In the forum thread about the hill game, reproduce the passage that opens with the words "Milkmaid walks primly" and ends after the words "it. MY HILL!".
++++ TEXT EXTRACT
# A mini fun game for all.



## VincekFarm

Here's a pretty fun mini-game. It can get pretty funny.

Just make inventive ways of capturing someone elses hill. Don't build indestructable walls or anything, as it could get pretty boring. After you "capture" the hill, put: MY HILL.

Here is JUST an example

Bob: I walk up and claim the hill. MY HILL.
John: Throws cake at Bob and knocks him off. MY HILL.
Smitty: Dropkicks John off of hill. MY HILL.

If you don't understand pm me. 


Game rule 1: No one can permanently take over the hill and end the game.
Game rule 2: No double Posting.

I will try and go first:

VincekFarm walks through the forest, she suddenly comes into a very large clearing and spots a pretty hill, she marches up the hill and screams "My Hill!"


----------



## DavyHollow

DavyHollow trips VincekFarm who rolls down the hill "MY HILL"


----------



## Goat Luvr

Goat Luvr sends a lgd after DavyHollow who then runs away. "MY HILL"


----------



## J.O.Y. Farm

J.O.Y. Farm pushed Goat Luvr down the hill "MY HILL"


----------



## DavyHollow

DavyHollow sends evil guard goose after JOY who runs away "MY HILL"


----------



## J.O.Y. Farm

J.O.Y. Farm sends a bull after DavyHollow who runs screaming! "MY HILL"


----------



## thegoatgirl

:laugh: :slapfloor: 

thegoatgirl sends a HUGE buck to ram J.O.Y. Farm, who then runs away as fast as possible. "MY HILL!!!!!!!!"


----------



## J.O.Y. Farm

The JOY Farm sends a big pelican it swoop down on thegoatgirl! "My Hill!"


----------



## thegoatgirl

AND thegoatgirl retaliates by sending her MEAN, HUGE, MAD, LGD to scare JOY of! "MY HILL!"


----------



## J.O.Y. Farm

So JOY gets a gun and stands guard of the hill.. "My Hill!" Then she relizes it's not loaded :doh:


----------



## thegoatgirl

Sooo....then the LGD comes back, and, once again, chases her of the hill! "MYYYYYY HIIIIIILLLLL!!!!"


----------



## rosti

Rosti comes along and chases thegoatgirl off the hill with a pistol. And its loaded. Myyyyyyyy Hiiiiiiillllllllll


----------



## DavyHollow

Davy Hollow "accidentally" drops an ad for the sale of a BEAUTIFUL doe for real cheap and Rosti goes off to find it (BUT ITS A WILD GOOSE CHASE!!)

MY HILL!


----------



## J.O.Y. Farm

JOY sends an ice cream truck by the hill, Davy Hollow runs after it.. "MY HILL!"


----------



## liz

Liz see's JOY on that beautiful Hill and when she reaches the top she tells JOY that her favorite doe is in labor.... JOY takes a running leap away from the Hill to await her favorite does kids, leaving Liz standing atop that beautiful hill chanting My Hill My Hill My Hill :wink: MY HILL :laugh:


----------



## J.O.Y. Farm

JOY comes back, remembering her doe isn't even bred.... Tells Liz about a sale on grain, Liz take off to catch the sale and JOY claims the hill! "My Hill!!"


----------



## DDFN

DDFN runs up the hill with her smelly tongue flapping buck in rut and JOY runs away. . . "My Hill" but its getting stinky up here. . .


----------



## milkmaid

Milkmaid walks primly past with a doe that is...IN HEAT! The buck dashes down the hill after the doe, dragging DDFN with him by the leash, and Milkmaid claims it. MY HILL!
++++++++
++++ EXTRACTED ENTRIES
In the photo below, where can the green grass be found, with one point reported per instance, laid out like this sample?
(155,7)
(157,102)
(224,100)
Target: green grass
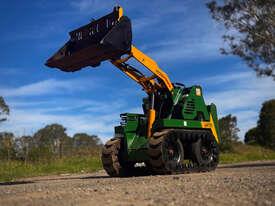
(13,170)
(243,153)
(10,171)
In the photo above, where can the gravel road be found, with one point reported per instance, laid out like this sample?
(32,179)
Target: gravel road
(238,184)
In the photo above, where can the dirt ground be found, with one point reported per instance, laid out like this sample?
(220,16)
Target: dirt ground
(237,184)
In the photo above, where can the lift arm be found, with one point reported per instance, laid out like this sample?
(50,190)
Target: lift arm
(158,79)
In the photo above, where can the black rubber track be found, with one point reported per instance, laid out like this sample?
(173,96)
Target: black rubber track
(192,139)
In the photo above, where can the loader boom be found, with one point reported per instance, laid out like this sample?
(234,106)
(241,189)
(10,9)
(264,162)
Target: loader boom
(177,131)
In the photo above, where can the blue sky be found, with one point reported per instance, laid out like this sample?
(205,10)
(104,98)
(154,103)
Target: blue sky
(179,35)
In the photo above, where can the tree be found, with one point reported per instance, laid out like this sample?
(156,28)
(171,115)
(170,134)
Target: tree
(85,144)
(24,147)
(229,132)
(4,110)
(252,136)
(266,124)
(251,31)
(7,150)
(50,139)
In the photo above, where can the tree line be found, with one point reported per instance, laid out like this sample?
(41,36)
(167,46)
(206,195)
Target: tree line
(263,134)
(52,141)
(48,143)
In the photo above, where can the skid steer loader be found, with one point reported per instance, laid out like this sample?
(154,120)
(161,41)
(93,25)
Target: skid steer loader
(177,133)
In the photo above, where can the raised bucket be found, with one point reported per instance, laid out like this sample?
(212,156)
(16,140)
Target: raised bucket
(106,38)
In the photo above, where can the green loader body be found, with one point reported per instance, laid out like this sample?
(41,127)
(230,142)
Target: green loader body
(177,132)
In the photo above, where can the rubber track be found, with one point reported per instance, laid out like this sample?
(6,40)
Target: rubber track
(109,157)
(186,136)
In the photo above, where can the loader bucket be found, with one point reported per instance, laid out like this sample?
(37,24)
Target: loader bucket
(106,38)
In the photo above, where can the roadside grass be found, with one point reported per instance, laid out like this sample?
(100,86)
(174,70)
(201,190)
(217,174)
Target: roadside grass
(244,153)
(12,170)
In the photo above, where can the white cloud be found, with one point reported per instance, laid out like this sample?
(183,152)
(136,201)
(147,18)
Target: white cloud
(241,96)
(49,86)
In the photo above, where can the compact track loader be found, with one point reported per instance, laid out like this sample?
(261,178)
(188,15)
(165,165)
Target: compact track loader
(177,132)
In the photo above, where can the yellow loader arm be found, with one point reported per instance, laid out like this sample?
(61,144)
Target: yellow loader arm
(110,38)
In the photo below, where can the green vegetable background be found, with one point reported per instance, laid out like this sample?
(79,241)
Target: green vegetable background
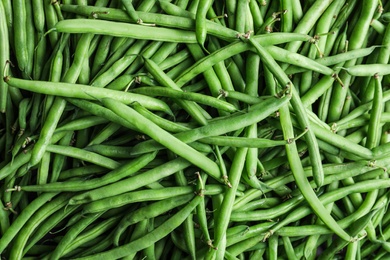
(180,129)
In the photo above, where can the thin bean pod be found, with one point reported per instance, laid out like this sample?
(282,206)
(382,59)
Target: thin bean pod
(85,92)
(117,29)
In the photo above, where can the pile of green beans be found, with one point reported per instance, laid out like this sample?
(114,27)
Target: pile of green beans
(156,129)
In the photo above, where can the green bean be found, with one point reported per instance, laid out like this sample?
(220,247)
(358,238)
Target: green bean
(363,186)
(356,41)
(163,137)
(52,221)
(307,21)
(374,122)
(235,48)
(149,211)
(355,229)
(173,20)
(161,122)
(166,81)
(84,92)
(19,161)
(368,70)
(118,29)
(222,219)
(303,183)
(136,196)
(4,56)
(30,34)
(132,183)
(123,171)
(167,227)
(72,233)
(24,108)
(83,155)
(298,107)
(229,124)
(176,94)
(119,65)
(16,251)
(20,34)
(23,218)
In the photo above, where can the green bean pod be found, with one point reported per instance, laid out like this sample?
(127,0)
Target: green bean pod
(4,57)
(85,92)
(124,30)
(368,70)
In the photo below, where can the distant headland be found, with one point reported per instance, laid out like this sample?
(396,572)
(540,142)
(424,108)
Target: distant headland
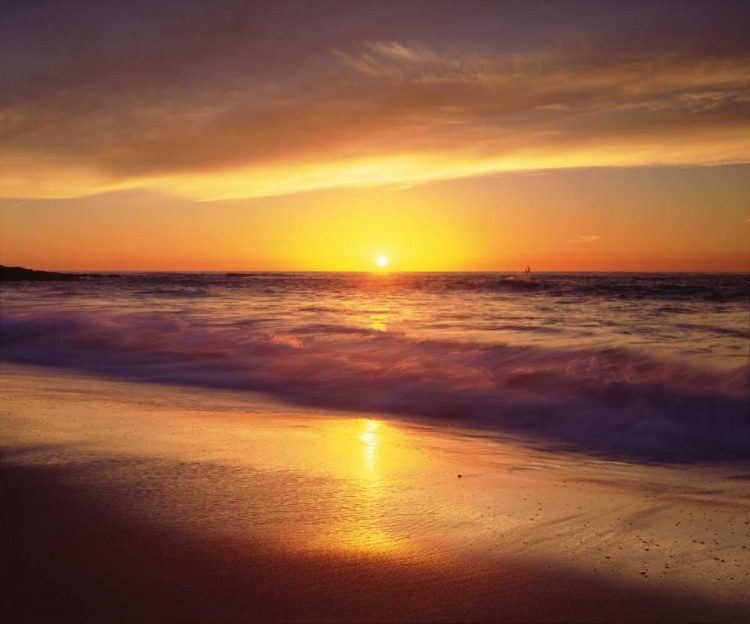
(21,274)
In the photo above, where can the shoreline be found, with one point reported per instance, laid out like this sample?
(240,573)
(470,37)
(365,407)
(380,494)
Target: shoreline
(141,502)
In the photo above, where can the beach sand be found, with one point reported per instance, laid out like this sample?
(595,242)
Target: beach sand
(137,502)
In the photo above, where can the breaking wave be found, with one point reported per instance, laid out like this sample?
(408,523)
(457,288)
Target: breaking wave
(619,401)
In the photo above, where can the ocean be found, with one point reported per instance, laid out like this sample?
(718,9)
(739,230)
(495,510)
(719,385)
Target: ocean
(647,367)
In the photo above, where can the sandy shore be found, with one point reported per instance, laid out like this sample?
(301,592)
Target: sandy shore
(127,502)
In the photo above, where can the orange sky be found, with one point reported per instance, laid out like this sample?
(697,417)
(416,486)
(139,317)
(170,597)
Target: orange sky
(479,136)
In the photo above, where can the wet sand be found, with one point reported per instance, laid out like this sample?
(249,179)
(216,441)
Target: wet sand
(129,502)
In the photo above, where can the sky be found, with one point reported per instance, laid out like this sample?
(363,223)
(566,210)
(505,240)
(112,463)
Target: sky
(447,136)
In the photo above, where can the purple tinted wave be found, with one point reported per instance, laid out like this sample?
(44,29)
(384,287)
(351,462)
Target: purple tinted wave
(607,400)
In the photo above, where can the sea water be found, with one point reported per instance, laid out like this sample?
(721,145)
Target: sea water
(649,366)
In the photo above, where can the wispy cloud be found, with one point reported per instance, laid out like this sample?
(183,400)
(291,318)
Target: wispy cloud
(585,239)
(281,107)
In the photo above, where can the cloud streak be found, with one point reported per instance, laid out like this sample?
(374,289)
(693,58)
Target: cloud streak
(585,239)
(258,106)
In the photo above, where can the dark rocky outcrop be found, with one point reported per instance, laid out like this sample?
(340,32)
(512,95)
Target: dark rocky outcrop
(19,274)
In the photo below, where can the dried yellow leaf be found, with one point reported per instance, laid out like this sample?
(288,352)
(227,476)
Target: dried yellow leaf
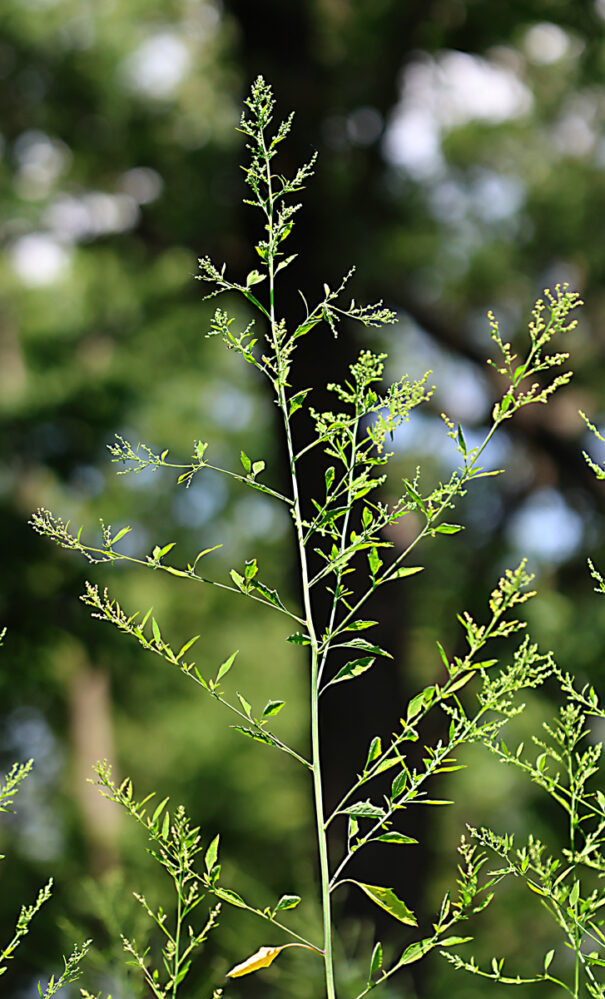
(261,959)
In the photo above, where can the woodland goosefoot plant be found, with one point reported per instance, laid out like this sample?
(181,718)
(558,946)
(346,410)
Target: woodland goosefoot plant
(342,548)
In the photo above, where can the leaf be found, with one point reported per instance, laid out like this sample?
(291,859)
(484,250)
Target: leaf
(120,535)
(255,734)
(406,571)
(297,400)
(399,784)
(361,643)
(298,638)
(159,810)
(244,703)
(211,855)
(415,951)
(271,595)
(364,810)
(359,625)
(454,941)
(387,900)
(262,958)
(156,631)
(230,896)
(254,277)
(187,646)
(373,752)
(239,581)
(355,668)
(398,838)
(375,962)
(420,702)
(287,902)
(226,666)
(304,328)
(272,708)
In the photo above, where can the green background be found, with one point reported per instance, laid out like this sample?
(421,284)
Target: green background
(461,168)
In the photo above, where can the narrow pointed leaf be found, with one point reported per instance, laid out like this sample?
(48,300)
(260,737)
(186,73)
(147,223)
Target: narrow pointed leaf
(272,708)
(355,668)
(211,854)
(375,962)
(226,666)
(364,810)
(287,902)
(388,900)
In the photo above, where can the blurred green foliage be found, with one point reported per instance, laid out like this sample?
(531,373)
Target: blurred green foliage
(462,167)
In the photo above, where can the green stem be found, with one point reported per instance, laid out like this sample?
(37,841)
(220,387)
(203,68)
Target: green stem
(315,742)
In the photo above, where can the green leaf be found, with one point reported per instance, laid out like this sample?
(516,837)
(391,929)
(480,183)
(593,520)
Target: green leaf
(120,535)
(159,810)
(454,941)
(297,400)
(254,277)
(298,638)
(399,784)
(419,703)
(230,896)
(244,703)
(388,900)
(211,855)
(373,752)
(397,838)
(361,643)
(272,708)
(287,902)
(250,569)
(355,668)
(258,736)
(374,561)
(305,328)
(375,962)
(239,581)
(187,646)
(226,666)
(359,625)
(406,571)
(269,594)
(574,894)
(364,810)
(415,951)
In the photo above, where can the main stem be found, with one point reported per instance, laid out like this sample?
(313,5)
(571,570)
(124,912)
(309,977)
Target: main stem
(322,844)
(315,744)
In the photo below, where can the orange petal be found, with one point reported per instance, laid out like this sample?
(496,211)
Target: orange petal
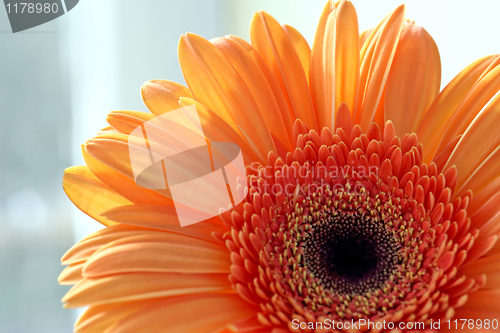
(271,41)
(376,59)
(256,82)
(320,75)
(97,318)
(123,185)
(215,83)
(363,37)
(480,139)
(484,174)
(82,250)
(439,115)
(488,300)
(414,79)
(346,55)
(164,218)
(277,90)
(217,130)
(127,121)
(475,101)
(113,151)
(488,265)
(161,96)
(71,274)
(335,61)
(301,47)
(196,313)
(89,194)
(161,252)
(139,286)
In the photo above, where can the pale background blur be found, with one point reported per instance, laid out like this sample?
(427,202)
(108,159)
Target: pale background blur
(59,80)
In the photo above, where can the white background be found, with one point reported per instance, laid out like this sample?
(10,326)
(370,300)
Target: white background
(59,80)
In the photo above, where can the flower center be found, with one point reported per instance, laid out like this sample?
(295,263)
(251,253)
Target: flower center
(350,253)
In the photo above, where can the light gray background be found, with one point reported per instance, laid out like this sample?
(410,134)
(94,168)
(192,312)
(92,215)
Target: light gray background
(59,80)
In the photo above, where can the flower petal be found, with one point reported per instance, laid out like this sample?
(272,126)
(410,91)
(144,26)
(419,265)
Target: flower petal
(185,314)
(161,96)
(479,140)
(301,46)
(127,121)
(164,218)
(479,96)
(71,274)
(256,82)
(335,61)
(123,185)
(82,250)
(161,253)
(139,286)
(277,90)
(439,115)
(89,194)
(414,79)
(376,59)
(214,82)
(271,41)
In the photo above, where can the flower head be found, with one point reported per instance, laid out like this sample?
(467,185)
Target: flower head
(371,195)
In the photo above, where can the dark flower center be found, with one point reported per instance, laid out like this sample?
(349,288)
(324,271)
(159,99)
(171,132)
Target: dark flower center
(351,253)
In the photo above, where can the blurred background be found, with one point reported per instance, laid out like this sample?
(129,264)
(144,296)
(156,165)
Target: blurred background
(59,80)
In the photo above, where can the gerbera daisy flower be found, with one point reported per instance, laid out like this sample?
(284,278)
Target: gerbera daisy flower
(372,196)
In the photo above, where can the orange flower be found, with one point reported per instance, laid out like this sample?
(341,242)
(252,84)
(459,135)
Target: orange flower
(348,215)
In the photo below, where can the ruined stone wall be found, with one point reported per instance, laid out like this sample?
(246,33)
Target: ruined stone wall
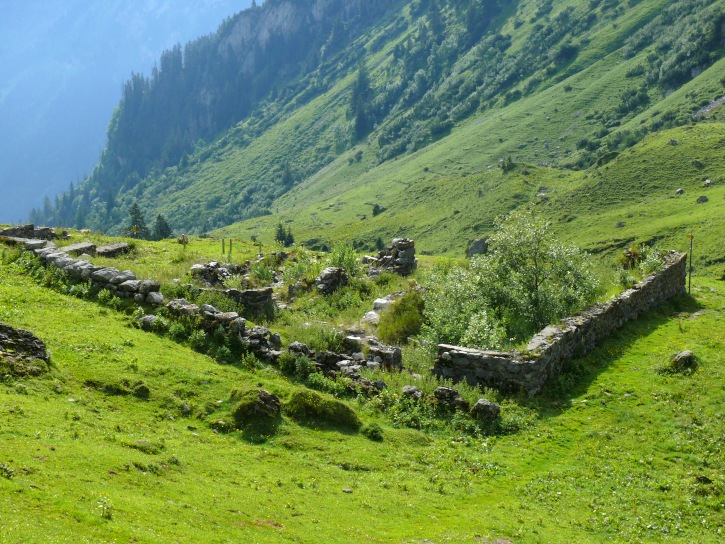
(548,351)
++++++++
### THE RESPONSE
Milkmaid walks primly past with a doe that is...IN HEAT! The buck dashes down the hill after the doe, dragging DDFN with him by the leash, and Milkmaid claims it. MY HILL!